- Selection

— START —

This Amendment, as currently drafted, seeks to eliminate existing habeas corpus jurisdiction over petitions now pending as well as those to be filed by detainees at Guantánamo Bay. We write because we believe this course of action unwise and contrary to the most fundamental precepts of American constitutional traditions. (…)
The Graham Amendment would dramatically erode our core constitutional commitment to separation of powers. The Amendment consigns the protection of fundamental human liberties to unilateral executive determination under which the Executive chooses the prisoners, chooses the charges, chooses the judges, chooses the punishment – and cuts off judicial review of its determinations. We should not forget the Framers' insight, expressed so eloquently by James Madison in the 47th Federalist Paper, that the "accumulation of all powers, legislative, executive, and judiciary, in the same hands … may justly be pronounced the very definition of tyranny."
The Framers' concerns are borne out by recent events. The abuses documented at Guantánamo and the Abu Ghraib prison, and other U.S. facilities around the world, are reminders of what can happen when Madison's advice is cast aside. Further, were the Amendment enacted, it would undermine the ability to enforce in federal court the pending McCain Amendment. That Amendment, approved by the Senate 90-9, makes it unlawful for any "individual in the custody or under the physical control of the United States Government, regardless of nationality or physical location [to be] subject to cruel, inhuman, or degrading treatment or punishment." The Graham Amendment departs from our commitment to checks-and-balances.
While these law professors quote James Madison, British journalist Andres Sullivan referrs to Winston Churchill's similarly strong words during World War II:
The power of the Executive to cast a man into prison without formulating any charge known to the law, and particularly to deny him the judgement of his peers, is in the highest degree odious and is the foundation of all totalitarian government whether Nazi or Communist.
Robert Novak, however, writes in the Conservative Voice:
"Never in the history of the law of armed conflict," Republican Sen. Lindsey Graham told the Senate Monday, "has a military prisoner, an enemy combatant, been granted access to any court system, federal or otherwise, to have a federal judge come in and start running the prison." Graham's proposal for the third time in American history would suspend habeas corpus, following Abraham Lincoln and Franklin D. Roosevelt.

— END —

- Task 1
In the passage on the Graham Amendment, how would you render "The Graham Amendment departs from our commitment to checks-and-balances." in Spanish?
- Task 2
According to the passage on the Graham Amendment, by what vote did the Senate approve the McCain Amendment?
- Task 3
Can you extend the passage on the Graham Amendment, picking up after its final sentence?
The listing after this passage is separate material.

- Data extract
— START —

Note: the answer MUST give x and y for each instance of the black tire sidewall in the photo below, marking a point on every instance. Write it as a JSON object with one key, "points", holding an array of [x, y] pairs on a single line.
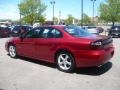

— END —

- Written reply 1
La Enmienda Graham se aparta de nuestro compromiso con el sistema de pesos y contrapesos.

- Written reply 2
The Senate approved it 90-9.

- Written reply 3
Slate senior editor Emily Bazelon quotes Senator Graham as saying "It is about military law. I am not changing anything. I am getting us back to what we have done for 200 years." and contends that he is breaking with the law of the last two centuries: "The Supreme Court has heard and granted habeas corpus petitions brought by enemy combatants challenging their detentions since the Civil War:"
Lambdin Milligan was charged with conspiring with the Southern resistance based on allegations that he'd helped to arm the enemy and break prisoners out of jail. He was tried before a military commission and sentenced to hang. When his appeal reached the Supreme Court in 1866—after President Andrew Johnson commuted Milligan's death sentence—the justices unanimously ordered him to be released from military custody. Milligan wasn't just allowed to go to federal court. He won there.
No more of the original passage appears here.